## start
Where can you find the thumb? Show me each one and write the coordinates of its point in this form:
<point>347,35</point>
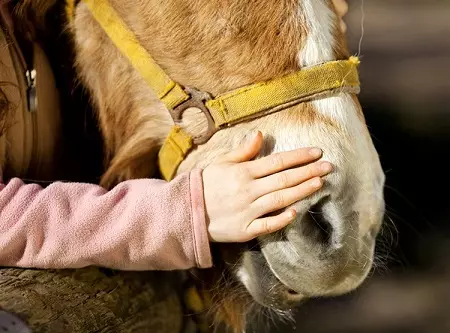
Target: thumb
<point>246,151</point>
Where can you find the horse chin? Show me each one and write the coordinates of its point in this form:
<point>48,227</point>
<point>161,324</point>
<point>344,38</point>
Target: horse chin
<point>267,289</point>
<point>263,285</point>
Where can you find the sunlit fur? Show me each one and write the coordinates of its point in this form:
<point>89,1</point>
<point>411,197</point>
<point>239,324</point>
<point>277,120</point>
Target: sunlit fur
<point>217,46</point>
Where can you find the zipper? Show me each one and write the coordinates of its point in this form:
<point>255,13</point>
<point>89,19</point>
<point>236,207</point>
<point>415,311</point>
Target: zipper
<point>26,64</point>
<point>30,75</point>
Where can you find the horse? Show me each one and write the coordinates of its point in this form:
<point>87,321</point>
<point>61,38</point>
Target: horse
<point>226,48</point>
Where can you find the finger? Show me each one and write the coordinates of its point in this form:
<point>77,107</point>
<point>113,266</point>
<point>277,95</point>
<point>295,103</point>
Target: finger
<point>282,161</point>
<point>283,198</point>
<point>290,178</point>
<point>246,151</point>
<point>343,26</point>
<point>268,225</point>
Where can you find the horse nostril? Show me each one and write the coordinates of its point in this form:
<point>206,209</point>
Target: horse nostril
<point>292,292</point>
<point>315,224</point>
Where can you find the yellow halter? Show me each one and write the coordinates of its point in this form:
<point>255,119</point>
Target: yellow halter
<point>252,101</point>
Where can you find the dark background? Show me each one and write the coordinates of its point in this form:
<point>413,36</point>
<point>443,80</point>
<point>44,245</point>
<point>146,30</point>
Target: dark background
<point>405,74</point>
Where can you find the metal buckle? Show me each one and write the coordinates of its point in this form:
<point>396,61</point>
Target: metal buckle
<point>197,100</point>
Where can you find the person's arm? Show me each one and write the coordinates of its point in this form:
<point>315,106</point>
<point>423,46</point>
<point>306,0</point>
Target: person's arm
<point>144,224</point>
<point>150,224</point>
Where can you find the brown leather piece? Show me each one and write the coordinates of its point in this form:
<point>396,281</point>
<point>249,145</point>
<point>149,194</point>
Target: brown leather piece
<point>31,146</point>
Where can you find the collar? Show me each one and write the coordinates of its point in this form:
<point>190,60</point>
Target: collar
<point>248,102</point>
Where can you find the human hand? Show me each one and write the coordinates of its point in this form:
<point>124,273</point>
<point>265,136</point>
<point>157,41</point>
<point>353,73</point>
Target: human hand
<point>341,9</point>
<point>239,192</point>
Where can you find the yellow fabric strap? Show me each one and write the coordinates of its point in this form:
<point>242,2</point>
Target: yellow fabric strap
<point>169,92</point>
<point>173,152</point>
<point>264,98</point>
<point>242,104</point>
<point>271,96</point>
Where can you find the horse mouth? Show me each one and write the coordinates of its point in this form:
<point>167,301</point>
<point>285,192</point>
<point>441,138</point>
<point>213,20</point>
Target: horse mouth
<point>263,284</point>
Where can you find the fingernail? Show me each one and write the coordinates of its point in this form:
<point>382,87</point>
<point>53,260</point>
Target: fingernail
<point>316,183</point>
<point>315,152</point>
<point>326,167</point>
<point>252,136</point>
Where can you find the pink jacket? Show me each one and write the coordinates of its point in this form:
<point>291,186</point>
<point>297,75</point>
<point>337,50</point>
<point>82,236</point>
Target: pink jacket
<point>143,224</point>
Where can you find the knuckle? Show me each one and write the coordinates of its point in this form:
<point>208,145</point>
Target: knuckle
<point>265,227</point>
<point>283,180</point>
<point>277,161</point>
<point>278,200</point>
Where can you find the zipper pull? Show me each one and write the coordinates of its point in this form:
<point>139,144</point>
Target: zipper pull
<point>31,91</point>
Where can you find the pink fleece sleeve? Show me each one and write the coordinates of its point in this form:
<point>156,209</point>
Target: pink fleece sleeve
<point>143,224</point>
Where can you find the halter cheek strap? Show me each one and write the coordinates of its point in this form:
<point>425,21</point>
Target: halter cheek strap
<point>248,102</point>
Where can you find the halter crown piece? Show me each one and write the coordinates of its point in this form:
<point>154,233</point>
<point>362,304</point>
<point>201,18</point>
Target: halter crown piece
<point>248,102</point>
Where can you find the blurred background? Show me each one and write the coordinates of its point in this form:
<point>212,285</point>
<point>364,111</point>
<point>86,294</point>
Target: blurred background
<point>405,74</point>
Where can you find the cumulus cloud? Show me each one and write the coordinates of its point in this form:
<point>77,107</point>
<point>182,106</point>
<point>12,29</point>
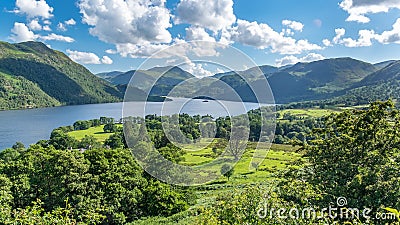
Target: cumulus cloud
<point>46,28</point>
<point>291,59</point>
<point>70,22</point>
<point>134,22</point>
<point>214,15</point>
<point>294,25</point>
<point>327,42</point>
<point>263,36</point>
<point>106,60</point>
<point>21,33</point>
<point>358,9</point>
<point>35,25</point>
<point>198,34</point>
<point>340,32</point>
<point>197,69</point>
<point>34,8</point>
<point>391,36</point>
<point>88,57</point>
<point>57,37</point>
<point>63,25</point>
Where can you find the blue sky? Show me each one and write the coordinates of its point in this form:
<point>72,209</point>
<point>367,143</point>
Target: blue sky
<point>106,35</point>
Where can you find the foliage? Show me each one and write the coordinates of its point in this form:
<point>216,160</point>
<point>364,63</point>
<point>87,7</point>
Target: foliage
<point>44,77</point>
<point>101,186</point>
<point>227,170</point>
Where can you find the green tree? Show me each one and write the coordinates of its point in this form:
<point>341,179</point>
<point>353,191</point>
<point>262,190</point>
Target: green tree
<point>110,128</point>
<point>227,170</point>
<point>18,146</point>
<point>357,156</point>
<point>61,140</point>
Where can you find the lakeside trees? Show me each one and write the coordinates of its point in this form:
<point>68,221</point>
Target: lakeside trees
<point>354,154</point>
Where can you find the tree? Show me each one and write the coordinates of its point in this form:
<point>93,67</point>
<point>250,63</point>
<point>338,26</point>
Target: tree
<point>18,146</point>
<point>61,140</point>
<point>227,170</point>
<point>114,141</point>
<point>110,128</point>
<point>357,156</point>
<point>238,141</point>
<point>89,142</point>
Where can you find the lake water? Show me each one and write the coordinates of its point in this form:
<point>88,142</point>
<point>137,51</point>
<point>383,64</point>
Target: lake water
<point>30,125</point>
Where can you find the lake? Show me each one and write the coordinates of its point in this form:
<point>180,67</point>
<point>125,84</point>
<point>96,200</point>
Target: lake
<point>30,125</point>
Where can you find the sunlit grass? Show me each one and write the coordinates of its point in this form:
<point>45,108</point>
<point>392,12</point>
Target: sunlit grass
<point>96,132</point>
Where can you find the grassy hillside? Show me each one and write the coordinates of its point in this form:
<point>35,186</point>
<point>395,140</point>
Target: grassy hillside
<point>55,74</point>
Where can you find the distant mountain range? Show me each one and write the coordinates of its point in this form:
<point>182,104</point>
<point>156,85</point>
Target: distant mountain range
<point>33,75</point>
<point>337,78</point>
## end
> [DIRECTIONS FOR THIS TASK]: Give the lines of the items above as a Markdown table with two columns, "Row" for a running row number and "Item line" for the line. Begin at the line that contains "Where can you find the halter cheek" and stop after the line that contains "<point>106,35</point>", leaving out the pictures and any blank lines.

> [TASK RESULT]:
| Row | Item line |
|---|---|
| 1 | Where can you find the halter cheek strap? Show me each one and write the coordinates of its point in this form: |
| 2 | <point>425,21</point> |
| 3 | Target: halter cheek strap |
| 4 | <point>248,102</point> |
| 5 | Where can you find the halter crown piece? Show me each one and write the coordinates of its point in this form: |
| 6 | <point>154,233</point> |
| 7 | <point>362,304</point> |
| 8 | <point>201,18</point> |
| 9 | Target: halter crown piece |
| 10 | <point>248,102</point> |
| 11 | Where can you find the blurred background? Show me each one and write the coordinates of its point in this form: |
| 12 | <point>212,285</point> |
| 13 | <point>364,111</point> |
| 14 | <point>86,294</point> |
| 15 | Target: blurred background |
| 16 | <point>405,74</point> |
| 17 | Where can you find the cumulus cloud? Show me each one and write the coordinates of its point in this form: |
| 18 | <point>77,107</point> |
| 19 | <point>182,106</point> |
| 20 | <point>12,29</point> |
| 21 | Target: cumulus cloud |
| 22 | <point>46,28</point> |
| 23 | <point>291,59</point> |
| 24 | <point>70,22</point> |
| 25 | <point>134,22</point> |
| 26 | <point>214,15</point> |
| 27 | <point>294,25</point> |
| 28 | <point>327,42</point> |
| 29 | <point>263,36</point> |
| 30 | <point>106,60</point> |
| 31 | <point>21,33</point> |
| 32 | <point>358,9</point> |
| 33 | <point>35,25</point> |
| 34 | <point>198,34</point> |
| 35 | <point>340,32</point> |
| 36 | <point>197,69</point> |
| 37 | <point>34,8</point> |
| 38 | <point>391,36</point> |
| 39 | <point>88,57</point> |
| 40 | <point>57,37</point> |
| 41 | <point>63,25</point> |
| 42 | Where can you find the blue sky? Show me each one and write the coordinates of its point in this form: |
| 43 | <point>72,209</point> |
| 44 | <point>367,143</point> |
| 45 | Target: blue sky |
| 46 | <point>106,35</point> |